— DESCRIPTION OF THE TASK —
Please write out only the lines of the records below between the lines holding "Spot the jacket sleeve" and "x=488, y=201", inclusive. Replace "marker" with "pin" and leave everything else unchanged.

— INPUT —
____________________

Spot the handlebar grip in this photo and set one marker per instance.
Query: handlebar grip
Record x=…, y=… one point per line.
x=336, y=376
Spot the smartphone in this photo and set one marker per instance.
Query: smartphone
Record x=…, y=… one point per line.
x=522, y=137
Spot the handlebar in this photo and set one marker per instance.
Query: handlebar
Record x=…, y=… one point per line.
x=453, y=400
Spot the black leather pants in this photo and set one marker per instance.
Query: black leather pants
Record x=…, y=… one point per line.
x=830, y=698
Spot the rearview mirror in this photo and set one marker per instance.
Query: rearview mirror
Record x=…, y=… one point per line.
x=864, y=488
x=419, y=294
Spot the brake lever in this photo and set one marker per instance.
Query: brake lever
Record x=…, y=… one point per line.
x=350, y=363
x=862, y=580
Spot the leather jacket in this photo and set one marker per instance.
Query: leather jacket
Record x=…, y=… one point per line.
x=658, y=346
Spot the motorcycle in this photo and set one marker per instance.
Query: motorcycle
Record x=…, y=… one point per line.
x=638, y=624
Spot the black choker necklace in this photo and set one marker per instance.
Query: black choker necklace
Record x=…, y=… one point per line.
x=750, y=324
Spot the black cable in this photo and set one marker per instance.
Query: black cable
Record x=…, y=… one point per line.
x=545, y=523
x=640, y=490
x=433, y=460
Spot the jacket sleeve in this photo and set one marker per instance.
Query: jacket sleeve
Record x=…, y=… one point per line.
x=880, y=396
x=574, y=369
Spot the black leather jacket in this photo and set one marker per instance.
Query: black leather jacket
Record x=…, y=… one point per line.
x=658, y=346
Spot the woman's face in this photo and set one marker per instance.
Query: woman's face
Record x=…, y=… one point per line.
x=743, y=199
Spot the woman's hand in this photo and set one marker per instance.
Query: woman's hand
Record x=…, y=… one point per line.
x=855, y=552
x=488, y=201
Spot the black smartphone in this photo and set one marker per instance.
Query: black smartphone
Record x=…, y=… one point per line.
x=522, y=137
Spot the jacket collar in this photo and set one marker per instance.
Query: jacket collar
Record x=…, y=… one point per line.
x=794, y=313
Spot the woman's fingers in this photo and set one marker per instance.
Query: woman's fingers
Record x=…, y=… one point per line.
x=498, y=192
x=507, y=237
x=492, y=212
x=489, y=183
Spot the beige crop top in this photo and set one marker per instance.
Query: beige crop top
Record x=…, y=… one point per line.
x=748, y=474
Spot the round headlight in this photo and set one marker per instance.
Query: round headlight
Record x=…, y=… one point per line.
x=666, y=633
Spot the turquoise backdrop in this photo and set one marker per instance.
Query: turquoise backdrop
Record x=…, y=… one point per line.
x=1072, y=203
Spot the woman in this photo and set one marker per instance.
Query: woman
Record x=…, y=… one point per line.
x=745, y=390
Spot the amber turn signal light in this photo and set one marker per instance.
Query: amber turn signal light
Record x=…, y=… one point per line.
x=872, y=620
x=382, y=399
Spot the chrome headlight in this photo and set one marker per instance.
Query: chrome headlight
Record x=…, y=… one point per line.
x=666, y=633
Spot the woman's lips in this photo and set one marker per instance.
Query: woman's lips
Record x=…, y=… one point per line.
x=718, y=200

____________________

— CORRECT ANSWER —
Spot the jacket sleeve in this photo and set one pin per instance.
Query: jacket sleeve
Record x=…, y=… one point per line.
x=880, y=396
x=574, y=369
Spot the black leather jacket in this photo and set one pin per instance.
Query: black leather jacket
Record x=…, y=… one point per line.
x=658, y=346
Spot the woman's face in this photo and set one pin per instance.
Query: woman's face
Record x=…, y=… one point per line.
x=743, y=199
Spot the woman's hand in this photo and set one pin per instance.
Query: woman's hand
Record x=…, y=… one point per line.
x=855, y=552
x=488, y=201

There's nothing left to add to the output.